Steven Schild, Winona, Minn.
A false premise in Duluth
There is no polite way to say this, but the premise of the story on Duluth school discipline in the Aug. 2 Star Tribune story ("Uneven discipline in Duluth schools"), that Black students are "disproportionately ticketed" for disciplinary infractions, is simply false, and it is dangerous.
I have fought and taught about segregation and discrimination and practiced civil rights and discrimination law for decades, so I know a bit about these issues. Discriminatory discipline would be occurring if tickets were issued to Black students, for the same violations, at a higher rate than those same violations were ticketed for white offenders. But, although the story avoids mentioning this, it is apparent that the difference in the percentage of tickets for each racial group is due, not to race discrimination, but to the fact that a higher percentage of Black students engaged in the violative conduct.

■ ACTIVITY: Reproduce the passage of the letter on Duluth school discipline between "A false premise" and "it is dangerous.", inclusive.

■ ENTRIES SUPPLIED:
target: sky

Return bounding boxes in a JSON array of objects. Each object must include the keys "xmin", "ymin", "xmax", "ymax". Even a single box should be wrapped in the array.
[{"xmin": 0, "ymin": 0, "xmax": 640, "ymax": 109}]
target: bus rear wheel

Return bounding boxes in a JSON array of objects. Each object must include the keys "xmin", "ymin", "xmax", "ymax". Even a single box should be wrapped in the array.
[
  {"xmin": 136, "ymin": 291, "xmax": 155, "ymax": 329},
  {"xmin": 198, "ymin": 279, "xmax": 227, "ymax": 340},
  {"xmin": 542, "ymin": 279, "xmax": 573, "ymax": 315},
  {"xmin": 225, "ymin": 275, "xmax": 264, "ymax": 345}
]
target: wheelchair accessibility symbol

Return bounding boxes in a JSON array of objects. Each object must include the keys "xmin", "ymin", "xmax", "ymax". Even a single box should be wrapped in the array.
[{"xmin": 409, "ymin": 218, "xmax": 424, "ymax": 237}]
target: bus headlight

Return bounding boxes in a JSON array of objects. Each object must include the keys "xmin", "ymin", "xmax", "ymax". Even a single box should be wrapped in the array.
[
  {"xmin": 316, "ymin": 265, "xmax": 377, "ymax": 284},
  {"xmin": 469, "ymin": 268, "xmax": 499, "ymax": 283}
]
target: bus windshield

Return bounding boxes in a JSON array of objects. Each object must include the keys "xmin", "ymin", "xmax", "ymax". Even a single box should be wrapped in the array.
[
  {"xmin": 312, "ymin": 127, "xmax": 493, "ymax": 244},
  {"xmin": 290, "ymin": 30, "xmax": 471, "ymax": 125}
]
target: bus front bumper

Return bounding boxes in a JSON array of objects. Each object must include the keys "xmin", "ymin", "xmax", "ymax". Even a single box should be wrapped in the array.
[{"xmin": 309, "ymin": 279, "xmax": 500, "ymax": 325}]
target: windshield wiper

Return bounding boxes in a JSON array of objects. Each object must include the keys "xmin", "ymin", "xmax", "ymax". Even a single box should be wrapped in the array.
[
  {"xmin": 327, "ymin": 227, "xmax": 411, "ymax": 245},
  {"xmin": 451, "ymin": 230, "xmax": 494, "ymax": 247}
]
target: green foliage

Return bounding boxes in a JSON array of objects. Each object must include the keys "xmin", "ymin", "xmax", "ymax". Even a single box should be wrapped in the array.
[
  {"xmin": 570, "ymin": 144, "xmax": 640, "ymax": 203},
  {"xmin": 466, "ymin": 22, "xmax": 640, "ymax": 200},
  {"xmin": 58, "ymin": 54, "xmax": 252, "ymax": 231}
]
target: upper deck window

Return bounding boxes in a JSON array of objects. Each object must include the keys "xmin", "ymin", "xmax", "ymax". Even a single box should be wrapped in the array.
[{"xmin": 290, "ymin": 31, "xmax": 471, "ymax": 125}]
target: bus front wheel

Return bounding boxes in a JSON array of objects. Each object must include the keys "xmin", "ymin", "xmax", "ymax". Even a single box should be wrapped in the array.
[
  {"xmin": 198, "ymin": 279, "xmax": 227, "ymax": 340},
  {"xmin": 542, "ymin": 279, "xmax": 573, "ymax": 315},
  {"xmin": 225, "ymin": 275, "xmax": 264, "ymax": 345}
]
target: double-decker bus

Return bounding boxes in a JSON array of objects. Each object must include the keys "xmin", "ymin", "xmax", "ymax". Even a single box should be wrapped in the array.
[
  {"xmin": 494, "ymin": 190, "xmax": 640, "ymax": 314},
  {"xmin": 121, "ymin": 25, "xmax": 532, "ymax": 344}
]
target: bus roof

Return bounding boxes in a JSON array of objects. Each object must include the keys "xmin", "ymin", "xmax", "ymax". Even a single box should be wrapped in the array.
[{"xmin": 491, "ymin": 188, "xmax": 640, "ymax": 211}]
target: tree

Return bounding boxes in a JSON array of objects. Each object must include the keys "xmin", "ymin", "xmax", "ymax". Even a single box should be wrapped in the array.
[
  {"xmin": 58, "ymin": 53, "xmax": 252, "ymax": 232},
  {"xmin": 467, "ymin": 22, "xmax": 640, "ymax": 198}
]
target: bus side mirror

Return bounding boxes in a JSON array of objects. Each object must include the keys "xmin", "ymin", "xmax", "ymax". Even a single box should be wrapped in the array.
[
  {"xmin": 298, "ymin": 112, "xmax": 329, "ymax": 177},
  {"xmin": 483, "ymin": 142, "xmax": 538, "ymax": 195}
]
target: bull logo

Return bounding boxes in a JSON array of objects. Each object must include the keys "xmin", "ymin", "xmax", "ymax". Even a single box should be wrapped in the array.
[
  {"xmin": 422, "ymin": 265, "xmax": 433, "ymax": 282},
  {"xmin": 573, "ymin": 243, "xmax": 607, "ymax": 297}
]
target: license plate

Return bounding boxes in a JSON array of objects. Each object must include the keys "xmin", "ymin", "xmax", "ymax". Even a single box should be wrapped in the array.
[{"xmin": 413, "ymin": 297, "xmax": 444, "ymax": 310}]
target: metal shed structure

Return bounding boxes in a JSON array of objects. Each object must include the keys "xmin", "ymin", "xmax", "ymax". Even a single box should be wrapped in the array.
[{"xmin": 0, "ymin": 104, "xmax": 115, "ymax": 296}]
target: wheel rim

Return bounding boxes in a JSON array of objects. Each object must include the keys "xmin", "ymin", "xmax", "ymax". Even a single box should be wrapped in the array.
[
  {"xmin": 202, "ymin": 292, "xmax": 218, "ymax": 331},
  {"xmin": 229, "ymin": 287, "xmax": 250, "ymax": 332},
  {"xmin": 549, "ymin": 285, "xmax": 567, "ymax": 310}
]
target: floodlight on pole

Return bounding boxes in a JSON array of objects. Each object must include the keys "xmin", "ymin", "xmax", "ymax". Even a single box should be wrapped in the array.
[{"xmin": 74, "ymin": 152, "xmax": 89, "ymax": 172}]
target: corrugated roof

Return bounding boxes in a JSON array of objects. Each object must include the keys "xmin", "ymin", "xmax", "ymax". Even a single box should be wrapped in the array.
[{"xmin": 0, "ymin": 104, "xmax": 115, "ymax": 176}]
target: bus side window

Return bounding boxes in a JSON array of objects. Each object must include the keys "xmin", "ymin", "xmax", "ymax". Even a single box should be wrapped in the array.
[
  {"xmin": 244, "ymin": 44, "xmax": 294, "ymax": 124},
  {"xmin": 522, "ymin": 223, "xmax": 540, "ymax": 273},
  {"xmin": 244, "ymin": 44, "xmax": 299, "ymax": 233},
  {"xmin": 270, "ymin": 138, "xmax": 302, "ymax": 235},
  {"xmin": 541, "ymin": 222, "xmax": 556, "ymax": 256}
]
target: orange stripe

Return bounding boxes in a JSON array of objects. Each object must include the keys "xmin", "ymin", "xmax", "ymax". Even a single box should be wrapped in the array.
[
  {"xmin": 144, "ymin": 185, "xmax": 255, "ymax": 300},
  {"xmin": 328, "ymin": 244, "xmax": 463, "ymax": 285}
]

■ SOLUTION TO THIS EXERCISE:
A false premise in Duluth
There is no polite way to say this, but the premise of the story on Duluth school discipline in the Aug. 2 Star Tribune story ("Uneven discipline in Duluth schools"), that Black students are "disproportionately ticketed" for disciplinary infractions, is simply false, and it is dangerous.